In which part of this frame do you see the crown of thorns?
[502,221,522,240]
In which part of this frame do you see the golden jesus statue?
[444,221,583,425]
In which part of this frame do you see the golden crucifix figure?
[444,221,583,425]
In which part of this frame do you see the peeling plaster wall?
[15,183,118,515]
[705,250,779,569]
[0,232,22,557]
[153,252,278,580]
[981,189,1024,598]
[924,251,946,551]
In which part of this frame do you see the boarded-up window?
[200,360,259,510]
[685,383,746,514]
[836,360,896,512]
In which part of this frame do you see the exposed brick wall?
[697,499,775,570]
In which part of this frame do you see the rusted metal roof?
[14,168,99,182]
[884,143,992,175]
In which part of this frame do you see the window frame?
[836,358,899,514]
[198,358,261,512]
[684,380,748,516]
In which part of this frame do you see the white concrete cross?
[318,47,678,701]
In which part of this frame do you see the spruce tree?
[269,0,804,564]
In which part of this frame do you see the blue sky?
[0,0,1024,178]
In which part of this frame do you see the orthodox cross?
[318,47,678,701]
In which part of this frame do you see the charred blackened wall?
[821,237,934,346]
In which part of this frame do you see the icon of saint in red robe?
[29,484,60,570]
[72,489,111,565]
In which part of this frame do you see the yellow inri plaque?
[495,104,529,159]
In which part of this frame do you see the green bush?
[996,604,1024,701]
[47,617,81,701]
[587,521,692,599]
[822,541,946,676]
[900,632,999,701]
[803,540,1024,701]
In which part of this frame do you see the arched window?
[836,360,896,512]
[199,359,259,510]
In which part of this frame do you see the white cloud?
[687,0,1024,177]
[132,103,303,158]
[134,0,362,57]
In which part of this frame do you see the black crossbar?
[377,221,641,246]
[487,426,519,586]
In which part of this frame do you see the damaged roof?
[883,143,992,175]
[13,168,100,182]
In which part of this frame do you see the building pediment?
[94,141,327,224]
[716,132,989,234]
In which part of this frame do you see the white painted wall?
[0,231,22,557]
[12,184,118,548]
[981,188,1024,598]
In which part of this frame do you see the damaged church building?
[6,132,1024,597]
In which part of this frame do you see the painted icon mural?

______________________________

Retype the entries exactly, including every line.

In which part of this frame do you see the crown of thorns?
[502,221,522,240]
In which part of this frame do you see the golden jesus statue?
[444,221,583,425]
In which part of this frame do you see the golden crucifix figure?
[444,221,583,425]
In which part of this frame do you see the peeling plaster wall?
[15,183,118,515]
[705,250,779,569]
[0,232,22,557]
[153,252,278,580]
[981,189,1024,598]
[924,251,946,551]
In which part of this frame do you see the boarded-up window?
[200,360,259,510]
[685,383,746,514]
[836,360,896,512]
In which part of this frame do you see the exposed brick wall?
[697,499,775,570]
In which part of this frame do you see the rusted metal roof?
[14,168,99,182]
[884,143,992,175]
In which part of this frame do you see the window frame?
[836,358,899,514]
[198,358,261,512]
[684,380,748,516]
In which part of this frame do you see the white concrete cross?
[318,47,678,701]
In which part of this frame do you see the spruce tree?
[269,0,804,564]
In which part of this frame do you see the blue sky?
[0,0,1024,178]
In which part of this frame do you see the orthodox cross?
[318,47,678,701]
In which part of this frame do you see the charred blackened wall?
[821,237,934,346]
In which part of this frame do you see the icon of saint in red robe?
[29,484,60,570]
[72,489,111,565]
In which part of this frame do you see the yellow inri plaque?
[495,104,529,159]
In which part of this frame do you see the green bush?
[996,604,1024,701]
[47,617,81,701]
[587,521,692,599]
[822,541,946,676]
[900,632,999,701]
[803,540,1024,701]
In which part of this frame do you see the arched window?
[836,360,896,512]
[199,359,259,510]
In which part of this frame do you see the white cloud?
[687,0,1024,177]
[132,103,303,158]
[134,0,362,57]
In which part of this frame do you see the black crossbar?
[377,221,641,246]
[487,426,519,586]
In which part of this frame do you see the damaged roof?
[883,143,992,175]
[13,168,100,182]
In which part of this frame do you see the building pediment?
[94,141,327,224]
[716,132,989,234]
In which part of this frame do you see the white painted wall?
[0,231,22,557]
[12,184,118,548]
[981,188,1024,598]
In which part of this frame do you see the damaged church building?
[6,132,1024,597]
In which part of this frame do you see the painted icon mural?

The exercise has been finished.